Parents Want More Use of Mobile Devices in Classrooms
New study finds half of parents say schools should use mobile devices to educate
Washington, District of Columbia, May 02, 2013
In one of the most comprehensive studies of parents’ views on mobile devices in education, more than 50 percent of parents believe that schools should make more use of mobile devices in education and 32 percent agree that schools should require them in the classroom. These findings are from a new study of how parents perceive mobile learning and devices in and out of the classroom. The Living and Learning with Mobile Devices Study was conducted by Grunwald Associates and the Learning First Alliance and underwritten by AT&T*.
The study found –
- Parents recognize the benefits. Seventy-one percent of parents say mobile devices open up learning opportunities while, 62 percent say the devices benefit students’ learning and 59 percent say the devices engage students in the classroom.
- Parents are ready for change. Forty-five percent of parents say they plan to buy, or have already bought, a mobile device to support their child’s learning.
- Parents want to collaborate with educators. Forty-three percent of parents say they need help finding good educational apps for their children.
“Mobile learning is approaching a tipping point as parents and educators recognize the potential of mobile technology in the classroom,” said Cheryl Scott Williams, Learning First Alliance Executive Director. “Now is the time for parents and teachers to join forces to shape what mobile learning will look like in and outside of the classroom.”
With students already carrying their own devices to school, widespread mobile learning could be on the horizon. The study found that one quarter of all K-12 students bring a smartphone to school every day – and by high school, more than half of all high-school students carry a smartphone on a daily basis. About one in six parents say that children are permitted to use their own mobile devices in the classroom – commonly known as a “bring your own device” policy.
“The opportunity is ripe for mobile learning as students are now surrounded with technology, but the study does suggest there is an unmet desire for more learning and educational value from mobile devices, both at home and in school,” said Peter Grunwald, president of Grunwald Associates LLC.

(Labeling and segmentation records)
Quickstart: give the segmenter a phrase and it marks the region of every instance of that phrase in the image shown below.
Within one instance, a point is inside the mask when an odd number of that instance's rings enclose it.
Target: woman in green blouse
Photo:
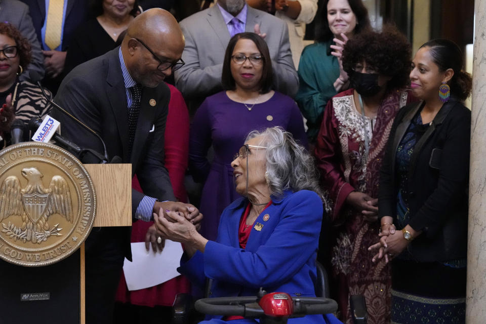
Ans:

Tasks>
1. According to the text on parents' views of mobile devices in classrooms, what percentage of parents say they need help finding good educational apps for their children?
2. Duplicate the passage of the text on parents' views of mobile devices in classrooms from "The study found –" to "for their children.".
3. Write the next part of the text on parents' views of mobile devices in classrooms, starting after its last sentence.

Task-by-task results>
1. Forty-three percent.

2.
The study found –
- Parents recognize the benefits. Seventy-one percent of parents say mobile devices open up learning opportunities while, 62 percent say the devices benefit students’ learning and 59 percent say the devices engage students in the classroom.
- Parents are ready for change. Forty-five percent of parents say they plan to buy, or have already bought, a mobile device to support their child’s learning.
- Parents want to collaborate with educators. Forty-three percent of parents say they need help finding good educational apps for their children.

3.
The Living and Learning with Mobile Devices Study recommends that educators share information and advice with parents about how to make better use of mobile devices and apps for learning. Similarly, the study suggests industry and mobile learning advocates should work with parents and educators to identify educational apps and content. The full report is available free at www.grunwald.com/reports.
“Parents can be change agents in the school system. With the results of this study, educators know parents are on board with mobile learning, and their support can be enlisted to jumpstart ways to cultivate mobile learning,” said Kevin Carman, AT&T Marketing Director. “Likewise, we are committed to doing our part to help support educators and parents by providing mobile learning products and solutions that seamlessly function in the classroom and at home.”
About The Living and Learning with Mobile Devices Study
The findings are based on a robust, nationally representative survey of parents of children aged three to 18, conducted by Grunwald Associates LLC in collaboration with the Learning First Alliance and with generous support from AT&T. Basic technology ownership and usage data were collected online from 2,392 parents, representing 4,164 children in November 2012. Quotas were set for the core sample population to match the composition of the U.S. population of parents by household income, ethnicity and geographic region. This sample composition also was balanced to match U.S. Census data on child ages and grade levels, based on National Center for Education Statistics data on the population of pre-K–12 public school students. All differences reported between groups of parents in this report are statistically significant at the 95 percent level of confidence (p < 0.05).
AT&T’s Commitment to Education
AT&T is committed to advancing education and is helping to lead the transformation. Technology is rapidly changing how and where students learn – and AT&T is driven to help students succeed – in school, in the workforce and in life. For more information, visit www.att.com/edu.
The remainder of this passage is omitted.